Task statement: Whenever the string "white" turns up in a line of the data below, copy that line.
START Data supplied
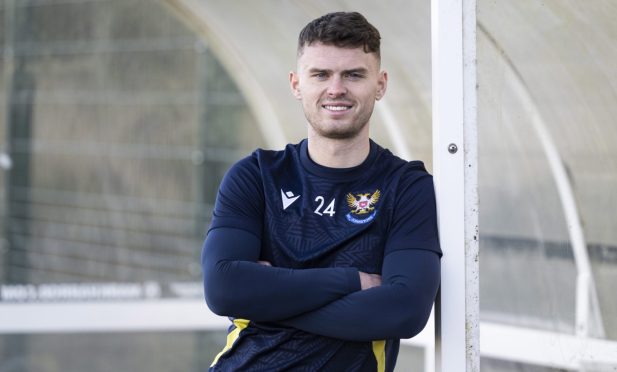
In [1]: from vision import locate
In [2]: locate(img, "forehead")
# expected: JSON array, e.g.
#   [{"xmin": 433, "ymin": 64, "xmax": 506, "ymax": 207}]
[{"xmin": 297, "ymin": 43, "xmax": 380, "ymax": 72}]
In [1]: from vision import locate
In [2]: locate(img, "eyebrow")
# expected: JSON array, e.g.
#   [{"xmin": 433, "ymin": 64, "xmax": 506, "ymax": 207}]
[{"xmin": 307, "ymin": 67, "xmax": 369, "ymax": 75}]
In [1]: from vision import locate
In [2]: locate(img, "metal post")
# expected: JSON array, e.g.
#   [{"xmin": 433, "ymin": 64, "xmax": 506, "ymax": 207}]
[
  {"xmin": 2, "ymin": 0, "xmax": 36, "ymax": 365},
  {"xmin": 194, "ymin": 39, "xmax": 210, "ymax": 236},
  {"xmin": 432, "ymin": 0, "xmax": 479, "ymax": 371}
]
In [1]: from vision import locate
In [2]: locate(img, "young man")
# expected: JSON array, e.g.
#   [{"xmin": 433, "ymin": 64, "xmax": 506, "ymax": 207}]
[{"xmin": 202, "ymin": 11, "xmax": 441, "ymax": 372}]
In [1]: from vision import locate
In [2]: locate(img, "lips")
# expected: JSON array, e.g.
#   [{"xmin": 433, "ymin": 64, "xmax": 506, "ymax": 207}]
[{"xmin": 322, "ymin": 103, "xmax": 353, "ymax": 112}]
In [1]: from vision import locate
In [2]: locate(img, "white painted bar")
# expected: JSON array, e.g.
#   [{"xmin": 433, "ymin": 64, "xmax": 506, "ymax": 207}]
[
  {"xmin": 0, "ymin": 300, "xmax": 228, "ymax": 334},
  {"xmin": 480, "ymin": 322, "xmax": 617, "ymax": 369},
  {"xmin": 405, "ymin": 322, "xmax": 617, "ymax": 370},
  {"xmin": 462, "ymin": 0, "xmax": 480, "ymax": 369},
  {"xmin": 431, "ymin": 0, "xmax": 479, "ymax": 371},
  {"xmin": 3, "ymin": 300, "xmax": 616, "ymax": 371}
]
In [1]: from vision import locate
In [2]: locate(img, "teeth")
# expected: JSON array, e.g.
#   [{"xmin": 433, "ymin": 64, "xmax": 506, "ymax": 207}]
[{"xmin": 324, "ymin": 105, "xmax": 350, "ymax": 111}]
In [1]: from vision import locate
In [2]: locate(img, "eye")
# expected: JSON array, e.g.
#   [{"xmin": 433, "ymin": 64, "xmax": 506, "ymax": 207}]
[
  {"xmin": 345, "ymin": 72, "xmax": 364, "ymax": 80},
  {"xmin": 312, "ymin": 71, "xmax": 328, "ymax": 80}
]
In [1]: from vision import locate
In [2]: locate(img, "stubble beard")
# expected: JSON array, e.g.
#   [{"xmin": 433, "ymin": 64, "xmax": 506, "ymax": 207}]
[{"xmin": 304, "ymin": 102, "xmax": 375, "ymax": 140}]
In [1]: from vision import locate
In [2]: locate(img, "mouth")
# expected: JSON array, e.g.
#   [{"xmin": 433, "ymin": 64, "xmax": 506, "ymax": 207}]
[{"xmin": 322, "ymin": 103, "xmax": 353, "ymax": 112}]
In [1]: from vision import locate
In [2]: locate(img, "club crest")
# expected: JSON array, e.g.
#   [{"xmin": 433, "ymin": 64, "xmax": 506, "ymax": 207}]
[{"xmin": 345, "ymin": 189, "xmax": 380, "ymax": 224}]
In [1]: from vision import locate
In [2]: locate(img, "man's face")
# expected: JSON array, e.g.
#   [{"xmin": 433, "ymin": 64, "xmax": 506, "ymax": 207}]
[{"xmin": 290, "ymin": 43, "xmax": 387, "ymax": 140}]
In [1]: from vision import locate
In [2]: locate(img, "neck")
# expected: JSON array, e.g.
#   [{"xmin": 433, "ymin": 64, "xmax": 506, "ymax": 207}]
[{"xmin": 307, "ymin": 133, "xmax": 371, "ymax": 168}]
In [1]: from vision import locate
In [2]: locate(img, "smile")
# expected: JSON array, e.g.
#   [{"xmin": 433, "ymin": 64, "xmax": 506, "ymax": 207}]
[{"xmin": 323, "ymin": 105, "xmax": 352, "ymax": 111}]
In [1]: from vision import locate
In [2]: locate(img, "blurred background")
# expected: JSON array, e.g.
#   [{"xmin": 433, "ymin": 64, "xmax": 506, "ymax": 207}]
[{"xmin": 0, "ymin": 0, "xmax": 615, "ymax": 371}]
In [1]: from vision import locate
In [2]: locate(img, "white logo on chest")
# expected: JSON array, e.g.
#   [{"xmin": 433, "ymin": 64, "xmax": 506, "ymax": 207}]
[{"xmin": 281, "ymin": 189, "xmax": 300, "ymax": 210}]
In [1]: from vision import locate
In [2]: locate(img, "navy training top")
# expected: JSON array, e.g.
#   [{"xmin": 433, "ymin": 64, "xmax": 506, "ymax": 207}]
[{"xmin": 203, "ymin": 139, "xmax": 441, "ymax": 372}]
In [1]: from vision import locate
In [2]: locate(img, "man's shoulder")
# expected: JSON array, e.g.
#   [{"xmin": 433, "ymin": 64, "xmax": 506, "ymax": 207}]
[
  {"xmin": 405, "ymin": 160, "xmax": 428, "ymax": 172},
  {"xmin": 225, "ymin": 153, "xmax": 260, "ymax": 179},
  {"xmin": 246, "ymin": 142, "xmax": 302, "ymax": 165},
  {"xmin": 371, "ymin": 141, "xmax": 430, "ymax": 180},
  {"xmin": 224, "ymin": 143, "xmax": 303, "ymax": 188},
  {"xmin": 371, "ymin": 140, "xmax": 424, "ymax": 165}
]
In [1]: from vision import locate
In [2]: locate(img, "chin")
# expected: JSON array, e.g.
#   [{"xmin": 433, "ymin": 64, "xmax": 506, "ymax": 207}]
[
  {"xmin": 307, "ymin": 116, "xmax": 369, "ymax": 140},
  {"xmin": 313, "ymin": 127, "xmax": 364, "ymax": 140}
]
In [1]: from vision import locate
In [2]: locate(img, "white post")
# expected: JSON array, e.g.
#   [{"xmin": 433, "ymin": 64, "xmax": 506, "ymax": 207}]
[{"xmin": 432, "ymin": 0, "xmax": 479, "ymax": 371}]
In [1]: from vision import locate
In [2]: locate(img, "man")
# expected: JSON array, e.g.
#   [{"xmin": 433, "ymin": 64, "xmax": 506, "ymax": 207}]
[{"xmin": 202, "ymin": 11, "xmax": 441, "ymax": 372}]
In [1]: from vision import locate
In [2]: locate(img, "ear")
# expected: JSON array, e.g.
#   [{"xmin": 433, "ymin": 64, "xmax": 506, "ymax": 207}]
[
  {"xmin": 289, "ymin": 71, "xmax": 302, "ymax": 99},
  {"xmin": 375, "ymin": 70, "xmax": 388, "ymax": 101}
]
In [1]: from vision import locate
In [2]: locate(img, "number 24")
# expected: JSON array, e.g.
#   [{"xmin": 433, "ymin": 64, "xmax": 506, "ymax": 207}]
[{"xmin": 314, "ymin": 196, "xmax": 336, "ymax": 217}]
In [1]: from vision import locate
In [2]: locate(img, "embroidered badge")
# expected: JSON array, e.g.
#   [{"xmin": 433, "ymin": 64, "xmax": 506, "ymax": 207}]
[{"xmin": 345, "ymin": 189, "xmax": 380, "ymax": 224}]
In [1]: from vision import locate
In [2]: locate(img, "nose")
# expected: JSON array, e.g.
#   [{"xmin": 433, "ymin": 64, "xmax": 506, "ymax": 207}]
[{"xmin": 327, "ymin": 76, "xmax": 347, "ymax": 98}]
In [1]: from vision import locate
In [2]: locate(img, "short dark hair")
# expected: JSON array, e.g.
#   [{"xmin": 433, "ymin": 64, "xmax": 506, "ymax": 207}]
[{"xmin": 297, "ymin": 12, "xmax": 381, "ymax": 59}]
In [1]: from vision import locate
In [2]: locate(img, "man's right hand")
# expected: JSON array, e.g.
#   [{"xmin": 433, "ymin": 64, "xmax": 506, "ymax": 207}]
[{"xmin": 359, "ymin": 271, "xmax": 382, "ymax": 290}]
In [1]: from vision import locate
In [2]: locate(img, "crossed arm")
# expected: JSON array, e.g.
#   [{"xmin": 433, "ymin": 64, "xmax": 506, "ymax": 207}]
[
  {"xmin": 202, "ymin": 227, "xmax": 361, "ymax": 321},
  {"xmin": 202, "ymin": 227, "xmax": 440, "ymax": 341}
]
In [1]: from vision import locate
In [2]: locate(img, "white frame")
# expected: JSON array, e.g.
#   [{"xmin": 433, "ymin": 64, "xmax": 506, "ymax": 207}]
[{"xmin": 431, "ymin": 0, "xmax": 480, "ymax": 370}]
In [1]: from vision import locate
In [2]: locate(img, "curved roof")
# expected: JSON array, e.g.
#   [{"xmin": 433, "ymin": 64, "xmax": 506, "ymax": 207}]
[
  {"xmin": 166, "ymin": 0, "xmax": 617, "ymax": 248},
  {"xmin": 165, "ymin": 0, "xmax": 434, "ymax": 165}
]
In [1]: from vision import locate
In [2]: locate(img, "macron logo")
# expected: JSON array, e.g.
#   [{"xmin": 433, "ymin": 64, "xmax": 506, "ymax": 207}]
[{"xmin": 281, "ymin": 189, "xmax": 300, "ymax": 210}]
END Data supplied
Task solution:
In [2]: locate(img, "white painted bar")
In [2]: locate(img, "white logo on chest")
In [2]: locate(img, "white post")
In [2]: locate(img, "white frame")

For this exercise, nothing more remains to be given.